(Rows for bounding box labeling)
--- Start ---

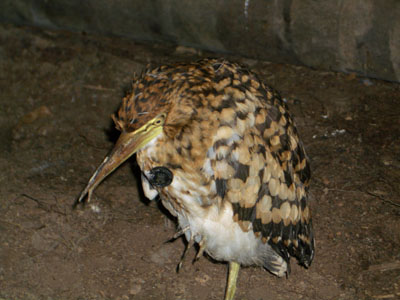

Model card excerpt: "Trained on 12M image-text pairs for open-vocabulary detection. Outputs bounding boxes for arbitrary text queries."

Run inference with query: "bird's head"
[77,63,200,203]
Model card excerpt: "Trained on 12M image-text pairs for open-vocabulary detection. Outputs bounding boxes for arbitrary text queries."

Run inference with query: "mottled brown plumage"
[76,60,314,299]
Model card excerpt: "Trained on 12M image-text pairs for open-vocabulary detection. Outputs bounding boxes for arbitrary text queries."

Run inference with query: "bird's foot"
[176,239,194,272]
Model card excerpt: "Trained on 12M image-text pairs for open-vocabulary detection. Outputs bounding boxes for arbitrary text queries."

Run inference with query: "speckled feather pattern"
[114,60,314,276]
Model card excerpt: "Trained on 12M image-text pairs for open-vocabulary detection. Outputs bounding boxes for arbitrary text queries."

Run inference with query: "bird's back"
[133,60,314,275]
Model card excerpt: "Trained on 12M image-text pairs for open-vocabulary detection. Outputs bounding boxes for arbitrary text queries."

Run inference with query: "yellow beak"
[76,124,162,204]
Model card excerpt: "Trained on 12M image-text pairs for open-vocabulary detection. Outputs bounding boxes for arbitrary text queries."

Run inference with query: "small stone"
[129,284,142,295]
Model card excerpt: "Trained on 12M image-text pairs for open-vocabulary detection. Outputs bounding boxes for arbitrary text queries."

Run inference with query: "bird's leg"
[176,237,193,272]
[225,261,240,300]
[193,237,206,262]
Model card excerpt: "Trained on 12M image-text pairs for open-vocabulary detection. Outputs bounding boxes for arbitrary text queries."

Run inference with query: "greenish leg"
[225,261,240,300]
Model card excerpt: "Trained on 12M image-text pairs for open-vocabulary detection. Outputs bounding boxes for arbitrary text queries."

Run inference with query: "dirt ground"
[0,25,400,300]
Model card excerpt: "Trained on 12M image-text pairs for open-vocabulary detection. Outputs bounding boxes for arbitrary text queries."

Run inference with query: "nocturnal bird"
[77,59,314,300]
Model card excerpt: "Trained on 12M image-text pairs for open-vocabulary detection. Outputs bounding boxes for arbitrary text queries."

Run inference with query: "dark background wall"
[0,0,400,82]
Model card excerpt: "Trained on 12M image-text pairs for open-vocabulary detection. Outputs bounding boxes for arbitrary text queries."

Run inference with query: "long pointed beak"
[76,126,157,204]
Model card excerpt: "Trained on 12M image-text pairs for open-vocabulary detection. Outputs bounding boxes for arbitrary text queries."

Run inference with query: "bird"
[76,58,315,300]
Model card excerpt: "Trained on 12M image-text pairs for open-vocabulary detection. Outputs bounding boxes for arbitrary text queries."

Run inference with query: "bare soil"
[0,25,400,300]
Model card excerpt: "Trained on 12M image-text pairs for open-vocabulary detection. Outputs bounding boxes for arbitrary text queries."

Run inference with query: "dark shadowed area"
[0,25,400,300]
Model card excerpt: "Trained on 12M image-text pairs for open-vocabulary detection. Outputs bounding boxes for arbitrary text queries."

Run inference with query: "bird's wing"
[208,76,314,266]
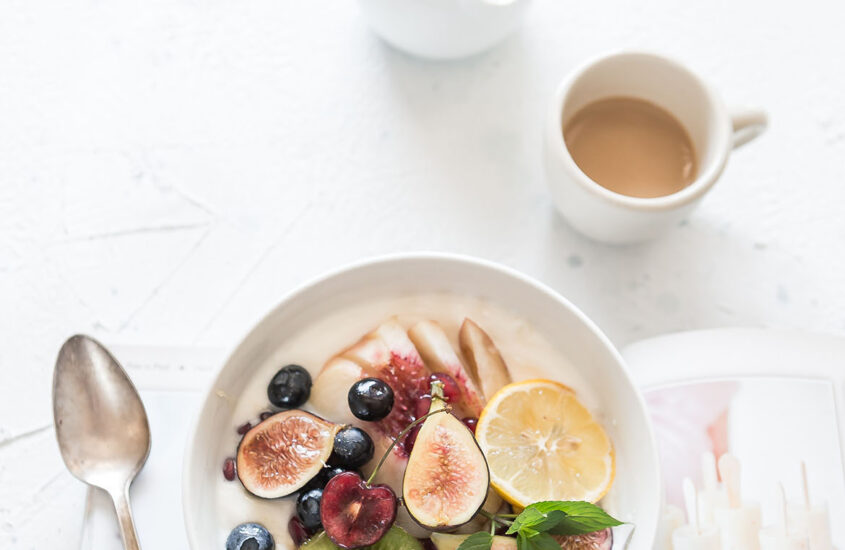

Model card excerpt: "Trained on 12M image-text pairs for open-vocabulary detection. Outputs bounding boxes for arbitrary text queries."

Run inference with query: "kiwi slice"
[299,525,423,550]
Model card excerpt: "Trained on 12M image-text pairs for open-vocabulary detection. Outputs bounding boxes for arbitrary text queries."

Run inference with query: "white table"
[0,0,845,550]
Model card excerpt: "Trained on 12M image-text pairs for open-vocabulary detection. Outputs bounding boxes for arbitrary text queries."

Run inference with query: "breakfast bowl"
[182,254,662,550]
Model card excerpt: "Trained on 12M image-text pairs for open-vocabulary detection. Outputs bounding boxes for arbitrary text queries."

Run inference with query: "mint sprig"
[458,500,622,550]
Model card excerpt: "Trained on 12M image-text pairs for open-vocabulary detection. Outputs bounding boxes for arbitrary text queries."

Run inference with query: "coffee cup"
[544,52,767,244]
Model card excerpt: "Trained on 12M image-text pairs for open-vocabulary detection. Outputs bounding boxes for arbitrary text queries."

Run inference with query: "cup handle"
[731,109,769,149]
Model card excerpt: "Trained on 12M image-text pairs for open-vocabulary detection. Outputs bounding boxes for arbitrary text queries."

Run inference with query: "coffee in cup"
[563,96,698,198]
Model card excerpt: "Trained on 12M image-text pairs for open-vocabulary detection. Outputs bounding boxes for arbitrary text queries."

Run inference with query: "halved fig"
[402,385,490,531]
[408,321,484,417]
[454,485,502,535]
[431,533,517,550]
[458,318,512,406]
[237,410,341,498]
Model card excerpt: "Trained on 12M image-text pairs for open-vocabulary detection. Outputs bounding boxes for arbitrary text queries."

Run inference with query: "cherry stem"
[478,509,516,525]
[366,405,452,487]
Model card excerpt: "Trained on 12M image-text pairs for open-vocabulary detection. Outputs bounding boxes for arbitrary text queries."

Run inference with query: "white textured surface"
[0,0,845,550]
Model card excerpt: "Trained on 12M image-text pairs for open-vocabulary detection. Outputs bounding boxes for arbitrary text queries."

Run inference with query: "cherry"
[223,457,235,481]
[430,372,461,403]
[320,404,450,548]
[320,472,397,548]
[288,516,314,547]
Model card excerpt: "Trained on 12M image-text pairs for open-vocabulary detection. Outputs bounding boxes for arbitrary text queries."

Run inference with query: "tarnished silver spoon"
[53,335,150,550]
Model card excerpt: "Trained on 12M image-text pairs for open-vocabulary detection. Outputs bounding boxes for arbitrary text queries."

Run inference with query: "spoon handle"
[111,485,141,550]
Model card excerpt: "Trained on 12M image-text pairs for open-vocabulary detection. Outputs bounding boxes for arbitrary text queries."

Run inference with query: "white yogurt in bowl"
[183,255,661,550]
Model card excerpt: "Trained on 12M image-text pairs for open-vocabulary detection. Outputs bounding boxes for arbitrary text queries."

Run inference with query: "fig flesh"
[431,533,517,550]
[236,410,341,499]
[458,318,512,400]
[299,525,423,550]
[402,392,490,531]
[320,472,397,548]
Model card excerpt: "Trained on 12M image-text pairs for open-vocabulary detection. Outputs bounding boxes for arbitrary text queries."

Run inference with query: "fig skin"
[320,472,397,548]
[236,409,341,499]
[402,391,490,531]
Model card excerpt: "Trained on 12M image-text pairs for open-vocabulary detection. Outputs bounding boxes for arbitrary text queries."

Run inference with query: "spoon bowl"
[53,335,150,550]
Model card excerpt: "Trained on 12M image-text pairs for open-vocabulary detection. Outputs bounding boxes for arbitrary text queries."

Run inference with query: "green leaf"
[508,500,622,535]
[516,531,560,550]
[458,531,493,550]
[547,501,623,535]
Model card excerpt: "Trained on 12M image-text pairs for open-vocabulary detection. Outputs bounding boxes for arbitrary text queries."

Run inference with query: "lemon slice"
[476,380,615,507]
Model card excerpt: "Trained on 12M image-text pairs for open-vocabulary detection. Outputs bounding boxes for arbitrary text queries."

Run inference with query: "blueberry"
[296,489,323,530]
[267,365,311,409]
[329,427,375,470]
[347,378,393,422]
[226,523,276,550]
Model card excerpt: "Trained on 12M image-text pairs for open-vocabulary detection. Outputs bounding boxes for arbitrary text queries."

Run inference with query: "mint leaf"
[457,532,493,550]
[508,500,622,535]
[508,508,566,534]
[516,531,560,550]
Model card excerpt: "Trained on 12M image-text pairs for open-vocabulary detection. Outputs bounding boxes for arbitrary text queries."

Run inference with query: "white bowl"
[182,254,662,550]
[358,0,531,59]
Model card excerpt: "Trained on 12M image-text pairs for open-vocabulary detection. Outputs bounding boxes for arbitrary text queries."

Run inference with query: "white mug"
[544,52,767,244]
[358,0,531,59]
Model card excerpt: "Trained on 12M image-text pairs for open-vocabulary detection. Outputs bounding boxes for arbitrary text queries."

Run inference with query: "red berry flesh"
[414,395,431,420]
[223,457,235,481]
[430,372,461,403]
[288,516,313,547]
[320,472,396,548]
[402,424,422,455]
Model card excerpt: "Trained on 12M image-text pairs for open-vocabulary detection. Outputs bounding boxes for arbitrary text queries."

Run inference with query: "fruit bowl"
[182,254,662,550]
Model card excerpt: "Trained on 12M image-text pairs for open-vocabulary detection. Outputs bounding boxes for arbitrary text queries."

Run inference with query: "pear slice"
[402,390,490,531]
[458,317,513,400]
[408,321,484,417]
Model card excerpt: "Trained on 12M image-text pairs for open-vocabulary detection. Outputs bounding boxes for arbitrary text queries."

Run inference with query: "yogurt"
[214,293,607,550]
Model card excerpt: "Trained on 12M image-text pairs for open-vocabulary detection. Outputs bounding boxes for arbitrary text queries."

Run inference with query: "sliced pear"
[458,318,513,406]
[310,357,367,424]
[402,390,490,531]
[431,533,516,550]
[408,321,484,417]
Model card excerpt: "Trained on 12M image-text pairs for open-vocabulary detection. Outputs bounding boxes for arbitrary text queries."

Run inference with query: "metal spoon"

--- End ---

**WHAT TO DO**
Output everything from the start of the rows down to the line containing "[77,63,200,203]", both ends included, as a two-column CSV with the columns "text" and "box". Give one CSV line per row, put each value in a single quoted field with line breaks replaced by spaces, and omit the pictures.

**PROBLEM SOLUTION**
text,box
"Model card excerpt: ""Trained on 12M image-text pairs for open-vocabulary detection. Outputs bounding boxes for arbitrary text queries."" Run inference with query: ""bird's head""","[77,63,200,203]"